───── Provided entries

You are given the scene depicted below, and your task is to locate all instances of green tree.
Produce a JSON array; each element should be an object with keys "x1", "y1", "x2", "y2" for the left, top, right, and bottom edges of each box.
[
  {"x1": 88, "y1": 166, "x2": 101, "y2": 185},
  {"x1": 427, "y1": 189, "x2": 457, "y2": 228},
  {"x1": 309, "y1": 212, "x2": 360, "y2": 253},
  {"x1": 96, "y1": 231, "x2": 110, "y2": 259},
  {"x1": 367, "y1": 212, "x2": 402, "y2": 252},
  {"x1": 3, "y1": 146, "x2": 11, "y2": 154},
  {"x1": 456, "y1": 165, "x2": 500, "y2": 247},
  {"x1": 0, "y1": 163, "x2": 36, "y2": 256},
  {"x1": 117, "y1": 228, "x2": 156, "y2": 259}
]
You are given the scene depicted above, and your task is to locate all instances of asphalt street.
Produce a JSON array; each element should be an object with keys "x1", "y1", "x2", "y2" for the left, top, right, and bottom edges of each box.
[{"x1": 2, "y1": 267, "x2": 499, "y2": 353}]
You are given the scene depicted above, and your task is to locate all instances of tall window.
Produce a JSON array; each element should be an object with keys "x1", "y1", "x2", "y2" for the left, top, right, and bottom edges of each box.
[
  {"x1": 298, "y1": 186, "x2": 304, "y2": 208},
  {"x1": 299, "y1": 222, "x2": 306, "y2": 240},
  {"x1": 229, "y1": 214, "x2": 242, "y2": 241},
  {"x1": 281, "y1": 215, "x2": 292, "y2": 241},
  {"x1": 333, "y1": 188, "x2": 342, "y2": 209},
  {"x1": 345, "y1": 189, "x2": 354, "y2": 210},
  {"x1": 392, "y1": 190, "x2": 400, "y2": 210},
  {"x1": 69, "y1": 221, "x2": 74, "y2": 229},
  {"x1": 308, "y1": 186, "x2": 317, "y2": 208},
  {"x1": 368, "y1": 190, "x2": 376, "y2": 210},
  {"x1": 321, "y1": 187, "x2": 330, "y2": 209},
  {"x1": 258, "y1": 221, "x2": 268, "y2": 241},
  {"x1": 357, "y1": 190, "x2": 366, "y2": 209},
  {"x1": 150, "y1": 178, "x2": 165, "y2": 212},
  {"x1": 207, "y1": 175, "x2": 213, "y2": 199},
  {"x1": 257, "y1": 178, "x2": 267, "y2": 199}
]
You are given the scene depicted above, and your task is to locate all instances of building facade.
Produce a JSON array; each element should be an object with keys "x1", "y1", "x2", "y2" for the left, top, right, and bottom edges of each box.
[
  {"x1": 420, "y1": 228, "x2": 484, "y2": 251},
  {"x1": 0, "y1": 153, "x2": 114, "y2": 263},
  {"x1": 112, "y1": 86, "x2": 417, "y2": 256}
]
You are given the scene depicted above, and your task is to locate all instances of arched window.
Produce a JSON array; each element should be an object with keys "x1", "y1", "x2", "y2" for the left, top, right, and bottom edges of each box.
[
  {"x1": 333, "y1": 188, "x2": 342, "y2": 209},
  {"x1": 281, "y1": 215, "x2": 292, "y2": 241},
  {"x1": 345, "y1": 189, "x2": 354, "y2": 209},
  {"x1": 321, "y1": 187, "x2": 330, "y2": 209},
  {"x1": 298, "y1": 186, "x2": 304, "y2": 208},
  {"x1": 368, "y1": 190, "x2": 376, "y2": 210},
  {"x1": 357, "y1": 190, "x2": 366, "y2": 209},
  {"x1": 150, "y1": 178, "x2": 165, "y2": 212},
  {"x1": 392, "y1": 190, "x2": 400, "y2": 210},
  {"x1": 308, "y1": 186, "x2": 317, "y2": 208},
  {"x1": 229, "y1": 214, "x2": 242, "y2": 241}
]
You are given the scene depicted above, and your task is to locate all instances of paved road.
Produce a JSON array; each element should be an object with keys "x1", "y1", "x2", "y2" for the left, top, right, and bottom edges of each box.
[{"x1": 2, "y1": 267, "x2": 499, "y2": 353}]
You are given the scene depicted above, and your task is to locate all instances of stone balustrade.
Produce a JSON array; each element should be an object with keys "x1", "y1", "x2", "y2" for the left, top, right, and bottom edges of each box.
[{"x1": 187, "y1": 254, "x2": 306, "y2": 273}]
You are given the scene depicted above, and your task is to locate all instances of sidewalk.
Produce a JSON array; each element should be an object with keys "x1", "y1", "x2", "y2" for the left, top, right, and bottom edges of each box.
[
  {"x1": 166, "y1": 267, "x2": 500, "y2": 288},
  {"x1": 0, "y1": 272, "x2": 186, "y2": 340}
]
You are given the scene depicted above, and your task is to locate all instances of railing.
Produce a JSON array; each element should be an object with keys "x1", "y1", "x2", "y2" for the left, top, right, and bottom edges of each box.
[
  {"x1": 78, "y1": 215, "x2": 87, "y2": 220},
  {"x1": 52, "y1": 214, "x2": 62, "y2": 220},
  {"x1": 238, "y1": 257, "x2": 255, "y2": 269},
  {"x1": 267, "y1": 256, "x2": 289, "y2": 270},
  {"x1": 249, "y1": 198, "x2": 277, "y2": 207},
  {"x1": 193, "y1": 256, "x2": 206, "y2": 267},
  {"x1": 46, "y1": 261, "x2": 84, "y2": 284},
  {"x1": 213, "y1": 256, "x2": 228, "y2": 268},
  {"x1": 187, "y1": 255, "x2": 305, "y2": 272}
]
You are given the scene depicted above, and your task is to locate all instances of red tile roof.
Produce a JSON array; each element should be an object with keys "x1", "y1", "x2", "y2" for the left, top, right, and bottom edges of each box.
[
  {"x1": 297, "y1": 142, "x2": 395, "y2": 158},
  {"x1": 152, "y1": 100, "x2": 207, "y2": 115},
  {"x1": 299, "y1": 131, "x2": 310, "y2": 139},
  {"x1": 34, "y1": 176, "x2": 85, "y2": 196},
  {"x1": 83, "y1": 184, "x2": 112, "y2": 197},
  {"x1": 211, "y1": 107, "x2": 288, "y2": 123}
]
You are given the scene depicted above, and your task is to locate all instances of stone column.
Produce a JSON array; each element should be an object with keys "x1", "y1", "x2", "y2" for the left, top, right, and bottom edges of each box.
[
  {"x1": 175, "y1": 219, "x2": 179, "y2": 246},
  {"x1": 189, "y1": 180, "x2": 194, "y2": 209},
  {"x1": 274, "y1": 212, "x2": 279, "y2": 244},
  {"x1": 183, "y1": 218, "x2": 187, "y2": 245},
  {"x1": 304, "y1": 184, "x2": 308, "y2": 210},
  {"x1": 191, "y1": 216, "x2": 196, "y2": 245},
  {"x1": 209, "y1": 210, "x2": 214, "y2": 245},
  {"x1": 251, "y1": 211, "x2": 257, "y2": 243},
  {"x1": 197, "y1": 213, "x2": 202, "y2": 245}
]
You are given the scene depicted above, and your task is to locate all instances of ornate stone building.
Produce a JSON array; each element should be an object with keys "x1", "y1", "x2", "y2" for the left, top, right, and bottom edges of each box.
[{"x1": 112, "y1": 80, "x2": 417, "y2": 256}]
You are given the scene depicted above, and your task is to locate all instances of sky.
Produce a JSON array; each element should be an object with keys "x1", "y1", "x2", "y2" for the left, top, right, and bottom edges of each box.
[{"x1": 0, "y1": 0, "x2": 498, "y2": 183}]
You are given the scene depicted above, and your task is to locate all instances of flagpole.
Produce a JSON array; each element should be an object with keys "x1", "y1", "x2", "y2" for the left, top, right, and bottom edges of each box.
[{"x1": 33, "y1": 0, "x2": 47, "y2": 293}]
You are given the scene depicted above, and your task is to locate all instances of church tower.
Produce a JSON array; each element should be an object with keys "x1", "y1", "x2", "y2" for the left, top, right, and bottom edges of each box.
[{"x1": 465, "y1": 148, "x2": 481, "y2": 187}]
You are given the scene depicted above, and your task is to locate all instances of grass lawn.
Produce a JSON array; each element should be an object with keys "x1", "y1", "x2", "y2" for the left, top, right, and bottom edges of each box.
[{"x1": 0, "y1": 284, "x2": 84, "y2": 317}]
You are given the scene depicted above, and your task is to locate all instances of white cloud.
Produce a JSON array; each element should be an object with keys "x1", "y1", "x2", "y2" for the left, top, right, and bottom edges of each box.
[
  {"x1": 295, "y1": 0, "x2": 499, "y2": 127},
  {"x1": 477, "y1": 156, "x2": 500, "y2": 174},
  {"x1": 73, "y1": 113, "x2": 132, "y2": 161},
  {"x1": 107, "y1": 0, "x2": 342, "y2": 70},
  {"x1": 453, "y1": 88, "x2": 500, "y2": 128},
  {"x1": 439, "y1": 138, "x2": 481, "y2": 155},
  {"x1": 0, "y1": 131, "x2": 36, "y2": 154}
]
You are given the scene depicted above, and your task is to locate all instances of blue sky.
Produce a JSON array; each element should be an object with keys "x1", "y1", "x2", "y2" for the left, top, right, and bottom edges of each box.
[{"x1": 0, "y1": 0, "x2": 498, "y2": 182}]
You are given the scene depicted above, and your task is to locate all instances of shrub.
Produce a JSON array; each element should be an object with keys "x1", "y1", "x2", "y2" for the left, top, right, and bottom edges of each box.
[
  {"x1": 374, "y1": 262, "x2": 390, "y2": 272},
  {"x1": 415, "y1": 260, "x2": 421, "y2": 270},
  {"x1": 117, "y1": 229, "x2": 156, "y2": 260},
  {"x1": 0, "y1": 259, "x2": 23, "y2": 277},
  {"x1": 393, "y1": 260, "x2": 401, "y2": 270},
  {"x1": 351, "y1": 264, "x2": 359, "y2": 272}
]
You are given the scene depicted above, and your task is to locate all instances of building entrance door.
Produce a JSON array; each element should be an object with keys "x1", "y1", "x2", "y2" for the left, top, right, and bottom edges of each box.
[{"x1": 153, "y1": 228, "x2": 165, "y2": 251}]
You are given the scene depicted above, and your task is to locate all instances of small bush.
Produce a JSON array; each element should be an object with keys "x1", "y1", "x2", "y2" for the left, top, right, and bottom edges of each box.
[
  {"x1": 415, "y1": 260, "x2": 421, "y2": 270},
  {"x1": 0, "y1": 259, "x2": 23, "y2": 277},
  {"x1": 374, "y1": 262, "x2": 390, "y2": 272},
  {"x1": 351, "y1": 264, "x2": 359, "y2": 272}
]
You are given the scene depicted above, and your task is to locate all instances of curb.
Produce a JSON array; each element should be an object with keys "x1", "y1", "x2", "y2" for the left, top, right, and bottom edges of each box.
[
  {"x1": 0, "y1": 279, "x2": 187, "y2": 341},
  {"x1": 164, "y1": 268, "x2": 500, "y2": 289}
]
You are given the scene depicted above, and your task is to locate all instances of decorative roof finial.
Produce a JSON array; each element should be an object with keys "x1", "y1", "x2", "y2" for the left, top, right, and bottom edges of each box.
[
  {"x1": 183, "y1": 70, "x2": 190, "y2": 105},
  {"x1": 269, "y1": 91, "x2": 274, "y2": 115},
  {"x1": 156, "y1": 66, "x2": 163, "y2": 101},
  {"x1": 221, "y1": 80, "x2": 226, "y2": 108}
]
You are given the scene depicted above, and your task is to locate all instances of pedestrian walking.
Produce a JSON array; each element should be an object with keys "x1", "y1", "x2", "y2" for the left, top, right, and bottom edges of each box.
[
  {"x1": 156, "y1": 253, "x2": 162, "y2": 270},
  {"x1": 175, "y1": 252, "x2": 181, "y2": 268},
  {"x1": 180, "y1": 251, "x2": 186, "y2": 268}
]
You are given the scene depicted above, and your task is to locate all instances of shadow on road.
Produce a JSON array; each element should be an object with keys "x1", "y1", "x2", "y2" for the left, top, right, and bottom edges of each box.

──────────

* **Action item**
Among the lines of the material above, find those with the word "stone". Copy each one.

* **Answer area**
You are given the scene depicted above, and your task is to locate all instances of stone balustrade.
You are given the scene depicted above, and your task is to locate all instances of stone column.
You are given the scene depicted above, and your task is to locate all instances of ornate stone building.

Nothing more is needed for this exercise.